Dataset rows:
_ _ _
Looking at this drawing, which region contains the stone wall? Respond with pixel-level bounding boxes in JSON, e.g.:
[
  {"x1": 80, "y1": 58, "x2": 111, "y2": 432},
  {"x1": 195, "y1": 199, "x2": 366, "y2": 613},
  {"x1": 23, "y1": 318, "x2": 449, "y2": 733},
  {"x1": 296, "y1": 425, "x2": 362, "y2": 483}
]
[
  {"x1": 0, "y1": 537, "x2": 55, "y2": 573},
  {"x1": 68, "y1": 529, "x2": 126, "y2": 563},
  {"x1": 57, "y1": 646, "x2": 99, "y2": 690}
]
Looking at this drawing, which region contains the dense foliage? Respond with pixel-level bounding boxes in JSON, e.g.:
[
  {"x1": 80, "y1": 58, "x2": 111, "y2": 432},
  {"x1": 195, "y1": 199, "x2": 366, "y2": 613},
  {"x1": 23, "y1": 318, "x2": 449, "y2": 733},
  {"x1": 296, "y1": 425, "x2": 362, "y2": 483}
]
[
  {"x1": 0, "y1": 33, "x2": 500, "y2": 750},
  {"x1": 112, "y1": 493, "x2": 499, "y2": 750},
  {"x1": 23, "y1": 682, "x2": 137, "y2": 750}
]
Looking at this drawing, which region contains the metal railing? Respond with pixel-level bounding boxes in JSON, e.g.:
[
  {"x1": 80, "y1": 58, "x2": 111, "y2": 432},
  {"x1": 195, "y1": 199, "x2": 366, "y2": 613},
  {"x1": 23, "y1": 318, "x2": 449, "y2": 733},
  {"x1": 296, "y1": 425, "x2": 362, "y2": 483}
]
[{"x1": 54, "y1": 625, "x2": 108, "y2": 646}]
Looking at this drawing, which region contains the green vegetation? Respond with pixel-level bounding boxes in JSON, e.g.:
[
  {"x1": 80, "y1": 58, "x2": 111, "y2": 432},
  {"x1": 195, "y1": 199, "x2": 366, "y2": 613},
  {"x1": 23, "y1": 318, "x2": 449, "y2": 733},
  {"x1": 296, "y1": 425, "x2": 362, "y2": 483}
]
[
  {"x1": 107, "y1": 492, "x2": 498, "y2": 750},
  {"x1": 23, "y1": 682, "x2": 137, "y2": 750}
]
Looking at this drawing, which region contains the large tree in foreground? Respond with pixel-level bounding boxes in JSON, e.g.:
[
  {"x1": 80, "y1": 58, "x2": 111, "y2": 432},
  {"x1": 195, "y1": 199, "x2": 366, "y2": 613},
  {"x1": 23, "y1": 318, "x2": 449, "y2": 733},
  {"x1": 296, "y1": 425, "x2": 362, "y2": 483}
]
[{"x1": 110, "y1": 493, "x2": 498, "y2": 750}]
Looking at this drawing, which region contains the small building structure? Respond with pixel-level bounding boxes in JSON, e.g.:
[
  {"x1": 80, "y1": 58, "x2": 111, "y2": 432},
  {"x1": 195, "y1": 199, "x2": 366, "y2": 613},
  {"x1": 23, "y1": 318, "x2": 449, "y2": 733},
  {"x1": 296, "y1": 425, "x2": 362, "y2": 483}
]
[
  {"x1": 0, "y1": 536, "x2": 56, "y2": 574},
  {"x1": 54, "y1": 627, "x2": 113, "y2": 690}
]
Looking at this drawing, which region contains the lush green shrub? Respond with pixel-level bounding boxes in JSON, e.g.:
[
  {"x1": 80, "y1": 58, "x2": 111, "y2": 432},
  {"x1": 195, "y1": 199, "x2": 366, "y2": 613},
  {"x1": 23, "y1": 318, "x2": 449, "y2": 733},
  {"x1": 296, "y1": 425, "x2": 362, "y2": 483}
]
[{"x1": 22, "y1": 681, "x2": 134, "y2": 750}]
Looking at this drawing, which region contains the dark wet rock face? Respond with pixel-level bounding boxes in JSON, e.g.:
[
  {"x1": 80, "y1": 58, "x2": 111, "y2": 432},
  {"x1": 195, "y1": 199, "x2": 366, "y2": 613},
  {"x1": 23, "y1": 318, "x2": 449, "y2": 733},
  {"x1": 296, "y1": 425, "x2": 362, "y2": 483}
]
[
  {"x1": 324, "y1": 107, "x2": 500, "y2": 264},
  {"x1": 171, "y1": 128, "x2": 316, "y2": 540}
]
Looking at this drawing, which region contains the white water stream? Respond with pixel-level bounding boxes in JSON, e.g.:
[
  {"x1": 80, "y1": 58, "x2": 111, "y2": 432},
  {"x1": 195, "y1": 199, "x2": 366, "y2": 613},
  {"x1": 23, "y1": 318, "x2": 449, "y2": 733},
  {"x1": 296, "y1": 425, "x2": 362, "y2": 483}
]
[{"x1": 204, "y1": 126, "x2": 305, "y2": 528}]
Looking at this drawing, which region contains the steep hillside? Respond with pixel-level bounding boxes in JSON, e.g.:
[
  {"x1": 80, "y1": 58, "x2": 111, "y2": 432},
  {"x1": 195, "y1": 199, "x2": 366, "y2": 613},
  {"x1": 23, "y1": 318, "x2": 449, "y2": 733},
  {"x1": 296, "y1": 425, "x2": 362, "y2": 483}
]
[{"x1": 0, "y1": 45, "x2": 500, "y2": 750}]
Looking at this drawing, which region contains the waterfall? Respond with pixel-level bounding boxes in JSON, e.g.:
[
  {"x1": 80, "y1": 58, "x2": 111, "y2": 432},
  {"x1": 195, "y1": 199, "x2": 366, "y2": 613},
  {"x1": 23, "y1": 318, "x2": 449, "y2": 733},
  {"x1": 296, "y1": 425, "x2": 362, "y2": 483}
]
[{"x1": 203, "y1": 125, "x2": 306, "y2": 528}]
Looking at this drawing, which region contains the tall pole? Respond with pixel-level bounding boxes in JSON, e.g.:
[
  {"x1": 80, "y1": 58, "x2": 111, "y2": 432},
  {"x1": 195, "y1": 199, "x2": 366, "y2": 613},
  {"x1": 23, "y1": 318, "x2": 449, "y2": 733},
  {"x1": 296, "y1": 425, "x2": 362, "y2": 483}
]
_ _ _
Set task:
Which lines in the records contain the word "green"? Return each of them in full.

Task output:
Looking at this drawing, which region contains the green vegetation? Respond with pixel-level bounding boxes in JSON, e.g.:
Looking at this drawing, which region contains the lush green shrub? Respond with pixel-level bounding boxes in JSON, e.g.:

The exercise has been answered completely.